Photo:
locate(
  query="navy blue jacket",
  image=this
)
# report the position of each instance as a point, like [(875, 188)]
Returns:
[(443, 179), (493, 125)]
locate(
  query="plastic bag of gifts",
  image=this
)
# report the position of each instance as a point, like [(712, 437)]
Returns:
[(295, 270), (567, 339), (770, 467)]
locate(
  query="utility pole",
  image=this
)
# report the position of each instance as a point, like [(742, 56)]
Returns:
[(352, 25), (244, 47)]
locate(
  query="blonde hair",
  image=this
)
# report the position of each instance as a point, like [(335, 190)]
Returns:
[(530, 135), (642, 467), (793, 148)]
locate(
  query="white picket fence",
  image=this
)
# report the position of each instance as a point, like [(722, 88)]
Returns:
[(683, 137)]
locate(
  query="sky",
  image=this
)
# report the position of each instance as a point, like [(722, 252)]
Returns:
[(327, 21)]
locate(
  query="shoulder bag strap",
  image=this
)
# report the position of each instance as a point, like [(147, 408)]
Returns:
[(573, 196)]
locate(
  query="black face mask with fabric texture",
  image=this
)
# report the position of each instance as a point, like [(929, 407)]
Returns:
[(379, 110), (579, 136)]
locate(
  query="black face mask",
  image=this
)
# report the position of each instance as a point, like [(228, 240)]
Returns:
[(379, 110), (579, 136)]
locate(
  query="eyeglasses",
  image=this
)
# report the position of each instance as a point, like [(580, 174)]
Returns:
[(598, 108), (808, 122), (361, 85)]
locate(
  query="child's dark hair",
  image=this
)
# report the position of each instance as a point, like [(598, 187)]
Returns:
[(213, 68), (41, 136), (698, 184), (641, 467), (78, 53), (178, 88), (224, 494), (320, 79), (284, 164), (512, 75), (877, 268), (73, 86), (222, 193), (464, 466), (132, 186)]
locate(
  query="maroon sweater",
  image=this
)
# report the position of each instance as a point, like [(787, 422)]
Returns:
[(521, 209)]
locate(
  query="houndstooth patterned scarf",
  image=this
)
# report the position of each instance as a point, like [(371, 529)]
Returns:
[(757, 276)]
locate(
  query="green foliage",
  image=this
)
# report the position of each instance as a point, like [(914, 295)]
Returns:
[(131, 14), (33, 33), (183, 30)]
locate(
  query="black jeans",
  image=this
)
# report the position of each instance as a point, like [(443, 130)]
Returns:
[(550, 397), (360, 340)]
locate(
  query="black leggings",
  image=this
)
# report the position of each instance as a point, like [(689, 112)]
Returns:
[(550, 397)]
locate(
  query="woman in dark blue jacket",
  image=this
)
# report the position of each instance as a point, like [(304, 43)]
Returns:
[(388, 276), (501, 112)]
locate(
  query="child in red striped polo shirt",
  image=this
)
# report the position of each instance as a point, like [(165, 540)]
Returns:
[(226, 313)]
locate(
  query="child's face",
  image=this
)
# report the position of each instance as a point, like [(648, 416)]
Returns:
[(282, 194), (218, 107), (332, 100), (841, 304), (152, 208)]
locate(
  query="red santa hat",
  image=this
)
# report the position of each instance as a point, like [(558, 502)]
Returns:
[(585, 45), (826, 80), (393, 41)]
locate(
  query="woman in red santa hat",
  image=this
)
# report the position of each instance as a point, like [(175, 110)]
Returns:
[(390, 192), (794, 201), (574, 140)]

:::

> **WHAT TO WORK ON**: In full and without alteration, write out the data above.

> **RESPONSE BOX**:
Photo:
locate(
  query="navy blue jacket",
  image=this
)
# report the position of each instance as a point, like [(875, 188)]
Returns:
[(443, 179), (493, 125)]
locate(
  query="plastic bag of gifts",
  image=this
)
# report the position of each instance as a point, like [(712, 437)]
Returns:
[(295, 270), (567, 339), (770, 467)]
locate(
  query="utility pole",
  image=this
)
# report the position of each instance as a point, like [(742, 56)]
Returns:
[(352, 25), (244, 47)]
locate(
  query="blonde hair",
  image=this
)
# report the position of each instance as a point, like [(335, 190)]
Returns:
[(530, 135), (642, 467), (793, 148)]
locate(
  query="white picket fence",
  image=this
)
# report the position of each instance as a point, like [(722, 88)]
Returns:
[(683, 137)]
locate(
  query="sky",
  image=this
)
# report the position of each instance as a point, like [(722, 252)]
Returns:
[(327, 21)]
locate(
  query="shoulder bag strap",
  image=this
)
# report the position of each instance as a point, like [(147, 408)]
Returns:
[(573, 196)]
locate(
  query="black face mask with fabric texture",
  image=this
)
# report the position of each instance as a point, like [(929, 407)]
Returns:
[(379, 110), (579, 136)]
locate(
  query="black face mask",
  image=this
)
# report the position of each instance as a point, like [(228, 240)]
Returns:
[(379, 110), (579, 136)]
locate(
  query="eyeglasses",
  image=this
)
# report the position of each instance as a point, like [(580, 174)]
Returns:
[(598, 108), (808, 122), (361, 85)]
locate(
  query="child's dark hair",
  image=this
)
# report the position of each instance as a point, like [(598, 187)]
Returns:
[(213, 68), (41, 136), (698, 184), (641, 467), (78, 53), (178, 88), (224, 494), (320, 79), (284, 164), (512, 75), (877, 268), (73, 86), (222, 193), (464, 466), (132, 186)]
locate(
  query="maroon sweater",
  image=this
)
# report the position of each instance as a point, like [(787, 422)]
Returns:
[(521, 209)]
locate(
  query="houndstooth patterned scarf",
  image=this
)
# report the position of each instance as a point, like [(371, 529)]
Returns:
[(757, 276)]
locate(
  query="green foliage",
  image=this
)
# report the position of each instance as a point, like [(914, 295)]
Returns:
[(131, 14), (33, 33), (183, 30)]
locate(
  query="black jeans",
  image=this
)
# report the position of each instance as a point, like [(443, 130)]
Returns:
[(550, 397), (360, 340)]
locate(
  query="black leggings",
  image=this
)
# report the position of each instance as a point, like [(689, 112)]
Returns:
[(550, 397)]
locate(
  query="woman in dark blue jacket",
  image=this
)
# report the position of each instance as a point, like [(304, 43)]
Returns:
[(388, 276), (501, 112)]
locate(
  query="child in red striped polo shirt",
  image=this
)
# report the position of each instance as a point, like [(165, 540)]
Returns:
[(226, 313)]
locate(
  query="child's face",
  image=this
)
# report the position of each instance as a point, like [(648, 416)]
Returns:
[(282, 194), (218, 107), (332, 100), (841, 304), (152, 208)]
locate(
  query="red santa hat",
  image=this
)
# report the position of each instance as a point, like [(558, 502)]
Returns:
[(585, 45), (826, 80), (393, 41)]
locate(
  query="woman in red santa hat",
  image=this
)
# report the position of each instance as a point, like [(175, 110)]
Returns:
[(390, 192), (794, 201), (574, 140)]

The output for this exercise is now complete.